November 23, 2004
Grace, Gratitude, and God At Thanksgiving
By
Michelle Malkin
My
four-year-old daughter recently learned to say grace
at mealtimes. I taught her the same little prayer my mom
taught me in childhood:
God is great
God is good
Let us thank him for our food
By his hands we all are fed
Give us Lord our daily bread
Amen.
At first, my daughter
questioned the need for reciting this strange passage.
"Why do we have to thank God?" she wondered. "To show
that we are grateful for our daily bread," I
explained.
"What is ‘grateful?’"
she asked.
"Being appreciative for what we have," I answered.
"But I’m not eating
daily bread," she
argued in between bites of
macaroni and cheese. "It means whatever fills
your tummy each day," I clarified.
"Oh."
In typical toddler
fashion, my daughter is now absolutely fanatical about
her new routine. Not only must we say grace before every
meal, but also before each snack. And anytime we have a
drink. And anytime her baby brother gobbles Cheerios in
his car seat. Failure to give thanks to God is met with
swift retribution. Our daughter has no qualms about
chastising us in public—at restaurants, airports, or
Starbucks:
"Hey, stop eating! You forgot
to say grace!"

[Collection entries]
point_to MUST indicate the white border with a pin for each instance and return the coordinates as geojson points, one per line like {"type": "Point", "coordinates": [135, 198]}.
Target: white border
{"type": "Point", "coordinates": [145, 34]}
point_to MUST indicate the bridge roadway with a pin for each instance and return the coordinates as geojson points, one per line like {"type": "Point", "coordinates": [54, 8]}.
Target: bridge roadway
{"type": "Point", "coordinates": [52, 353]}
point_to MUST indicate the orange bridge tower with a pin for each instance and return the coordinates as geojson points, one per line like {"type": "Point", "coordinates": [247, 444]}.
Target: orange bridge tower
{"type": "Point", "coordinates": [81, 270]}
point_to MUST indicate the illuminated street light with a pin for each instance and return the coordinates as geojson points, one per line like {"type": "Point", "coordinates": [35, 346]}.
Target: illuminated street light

**Problem set:**
A. Quote the whole Thanksgiving grace column word for word.
B. In the rows, swap "street light" for "lamp post" in the part that opens with the line containing "point_to MUST indicate the illuminated" and runs through the end of the rows, changing nothing else. Give only those lines.

**Outputs:**
A.
November 23, 2004
Grace, Gratitude, and God At Thanksgiving
By
Michelle Malkin
My
four-year-old daughter recently learned to say grace
at mealtimes. I taught her the same little prayer my mom
taught me in childhood:
God is great
God is good
Let us thank him for our food
By his hands we all are fed
Give us Lord our daily bread
Amen.
At first, my daughter
questioned the need for reciting this strange passage.
"Why do we have to thank God?" she wondered. "To show
that we are grateful for our daily bread," I
explained.
"What is ‘grateful?’"
she asked.
"Being appreciative for what we have," I answered.
"But I’m not eating
daily bread," she
argued in between bites of
macaroni and cheese. "It means whatever fills
your tummy each day," I clarified.
"Oh."
In typical toddler
fashion, my daughter is now absolutely fanatical about
her new routine. Not only must we say grace before every
meal, but also before each snack. And anytime we have a
drink. And anytime her baby brother gobbles Cheerios in
his car seat. Failure to give thanks to God is met with
swift retribution. Our daughter has no qualms about
chastising us in public—at restaurants, airports, or
Starbucks:
"Hey, stop eating! You forgot
to say grace!"

B.
point_to MUST indicate the illuminated lamp post with a pin for each instance and return the coordinates as geojson points, one per line like {"type": "Point", "coordinates": [35, 346]}.
Target: illuminated lamp post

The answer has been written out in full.